It seems like you're defending not the subject of this article, but the general notion of global state sharing: this is perfectly fine, but belongs in other, more appropriate articles (e.g. Shared memory and Global variable), not this one. —Piet Delport 2007-09-19 23:03
- I don't see a single mention of PDP's Accumulate and Fire pattern anywhere.
- There is indeed. Here are some Google searches: [1], [2], [3], [4]. I think we've hit over a thousand. Also, the use of the term coinage does confirm that you are disputing the naming convention, to which I refer back that this is moreso a tentative title for the practice. -Caudax 23:13, 18 September 2007 (UTC)[reply]
- There's no analogy: Sky is about the sky in general, and has more than enough references (and could get hundreds or thousands more solid ones on demand). This article is about a design pattern coined by one book, with no independent references. —Piet Delport 2007-09-18 22:13
- I believe i've already addressed your points: i hope we're not talking past each other. I don't think any reason has been given for this article to be exempt from the no original research policy. (Frankly, i think it would need pretty extreme justification, for such a core policy.)

**PROVIDED DATA:**
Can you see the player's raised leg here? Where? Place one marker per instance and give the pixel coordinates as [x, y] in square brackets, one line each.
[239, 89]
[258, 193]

**OBJECTIVE:**
Print the discussion excerpt from "- There is indeed." to "a core policy.)". The lines have no connection to the discussion excerpt.

**FINAL RESULT:**
- There is indeed. Here are some Google searches: [1], [2], [3], [4]. I think we've hit over a thousand. Also, the use of the term coinage does confirm that you are disputing the naming convention, to which I refer back that this is moreso a tentative title for the practice. -Caudax 23:13, 18 September 2007 (UTC)[reply]
- There's no analogy: Sky is about the sky in general, and has more than enough references (and could get hundreds or thousands more solid ones on demand). This article is about a design pattern coined by one book, with no independent references. —Piet Delport 2007-09-18 22:13
- I believe i've already addressed your points: i hope we're not talking past each other. I don't think any reason has been given for this article to be exempt from the no original research policy. (Frankly, i think it would need pretty extreme justification, for such a core policy.)